> [Directions]: Only one stretch of the data below is needed. Output the lines from the one with "We believe the faucet" up to and including the one with "We believe the black cabinet", exactly as they stand.

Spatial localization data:

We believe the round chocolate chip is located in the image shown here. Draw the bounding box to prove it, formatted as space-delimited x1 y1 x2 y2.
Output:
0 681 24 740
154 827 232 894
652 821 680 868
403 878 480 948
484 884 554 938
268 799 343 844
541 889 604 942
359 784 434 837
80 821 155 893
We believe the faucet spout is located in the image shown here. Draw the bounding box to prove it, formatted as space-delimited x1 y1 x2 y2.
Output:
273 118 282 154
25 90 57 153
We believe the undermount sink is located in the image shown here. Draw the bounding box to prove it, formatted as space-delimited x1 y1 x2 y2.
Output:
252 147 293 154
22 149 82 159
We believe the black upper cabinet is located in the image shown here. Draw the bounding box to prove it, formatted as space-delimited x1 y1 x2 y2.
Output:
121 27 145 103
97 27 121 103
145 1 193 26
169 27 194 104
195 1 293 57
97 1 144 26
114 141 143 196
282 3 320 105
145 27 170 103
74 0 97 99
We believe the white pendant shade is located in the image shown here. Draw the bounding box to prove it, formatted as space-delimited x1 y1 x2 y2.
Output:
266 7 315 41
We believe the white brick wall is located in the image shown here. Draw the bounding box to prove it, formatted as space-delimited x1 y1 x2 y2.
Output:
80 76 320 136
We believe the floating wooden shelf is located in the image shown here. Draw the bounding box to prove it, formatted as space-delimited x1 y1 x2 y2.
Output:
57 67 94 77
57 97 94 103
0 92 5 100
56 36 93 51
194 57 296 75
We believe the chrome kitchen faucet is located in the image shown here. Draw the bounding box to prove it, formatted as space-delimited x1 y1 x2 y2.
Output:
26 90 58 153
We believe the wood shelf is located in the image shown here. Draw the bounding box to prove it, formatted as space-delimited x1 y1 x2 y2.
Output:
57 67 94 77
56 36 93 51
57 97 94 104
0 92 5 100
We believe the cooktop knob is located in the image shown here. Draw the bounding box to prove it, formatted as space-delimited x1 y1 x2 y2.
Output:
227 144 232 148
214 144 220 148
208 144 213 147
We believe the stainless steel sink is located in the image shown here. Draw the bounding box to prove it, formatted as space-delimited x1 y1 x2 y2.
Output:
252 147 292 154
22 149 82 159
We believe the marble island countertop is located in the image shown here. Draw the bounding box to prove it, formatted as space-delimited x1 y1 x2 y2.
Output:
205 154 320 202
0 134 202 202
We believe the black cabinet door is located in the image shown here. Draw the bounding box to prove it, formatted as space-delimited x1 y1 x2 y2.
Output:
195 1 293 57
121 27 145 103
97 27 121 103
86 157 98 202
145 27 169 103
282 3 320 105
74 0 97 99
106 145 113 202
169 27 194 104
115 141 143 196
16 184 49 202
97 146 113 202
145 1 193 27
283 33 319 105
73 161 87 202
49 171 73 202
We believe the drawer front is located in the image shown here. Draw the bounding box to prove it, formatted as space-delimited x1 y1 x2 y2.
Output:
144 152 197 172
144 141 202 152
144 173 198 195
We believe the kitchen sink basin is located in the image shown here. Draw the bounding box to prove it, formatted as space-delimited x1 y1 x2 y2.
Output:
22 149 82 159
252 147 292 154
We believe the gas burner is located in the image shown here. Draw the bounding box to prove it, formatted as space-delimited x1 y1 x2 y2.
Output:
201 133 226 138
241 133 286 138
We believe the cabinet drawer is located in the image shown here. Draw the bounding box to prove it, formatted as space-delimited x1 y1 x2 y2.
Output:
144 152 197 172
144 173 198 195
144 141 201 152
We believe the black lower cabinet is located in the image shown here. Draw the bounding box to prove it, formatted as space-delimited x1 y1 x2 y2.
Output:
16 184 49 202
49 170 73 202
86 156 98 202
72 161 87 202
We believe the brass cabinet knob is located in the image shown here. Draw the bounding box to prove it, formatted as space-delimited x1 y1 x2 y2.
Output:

> [Task output]:
We believe the faucet spout is located in the image shown here. Draw the bounding box to prove it, formatted as space-delimited x1 y1 x2 y2.
Output:
273 118 282 154
25 90 57 153
We believe the undermount sink is located in the image shown here. Draw the bounding box to prove it, formatted as space-delimited x1 y1 x2 y2.
Output:
252 147 293 154
22 149 82 159
We believe the black upper cabinet is located in the image shown here. Draw the bounding box to prove it, formatted as space-delimited x1 y1 x2 y2.
Output:
121 27 145 103
97 27 121 103
145 1 193 26
169 27 194 104
195 1 293 57
97 1 144 26
114 141 143 196
282 3 320 105
145 27 170 103
74 0 97 99
We believe the white pendant shade is located in the image shown here. Draw the bounding box to prove it, formatted as space-delimited x1 y1 x2 y2.
Output:
266 7 315 41
We believe the white brick wall is located in the image shown here. Draw the bounding box to prove it, formatted as space-delimited x1 y1 x2 y2.
Output:
80 76 320 136
We believe the floating wooden shelf is located in the image shown here. Draw the bounding box to prove it, formatted as space-delimited x1 y1 x2 y2.
Output:
57 67 94 77
57 97 94 103
0 92 5 100
56 36 93 51
194 57 296 75
We believe the chrome kitchen faucet is located in the image shown here. Draw the bounding box to prove it, formatted as space-delimited x1 y1 x2 y2.
Output:
26 90 58 153
We believe the wood shelf is located in the image shown here. Draw the bounding box to prove it, formatted as space-delimited x1 y1 x2 y2.
Output:
57 67 94 77
56 36 93 51
57 97 94 104
0 92 5 100
We believe the cooktop knob is located in the image shown here. Draw the bounding box to prove it, formatted as space-delimited x1 y1 x2 y2.
Output:
227 144 232 148
214 144 220 148
208 144 213 147
We believe the stainless steel sink is located in the image shown here. Draw the bounding box to prove it, formatted as space-delimited x1 y1 x2 y2.
Output:
252 147 292 154
22 149 82 159
We believe the marble island countertop is located in the image shown here. Draw the bounding box to prove it, formatted as space-delimited x1 y1 x2 y2.
Output:
205 154 320 202
0 134 202 202
We believe the black cabinet door is located in the image shown here. Draw the bounding box to prove it, formatted as space-delimited x1 y1 x2 y2.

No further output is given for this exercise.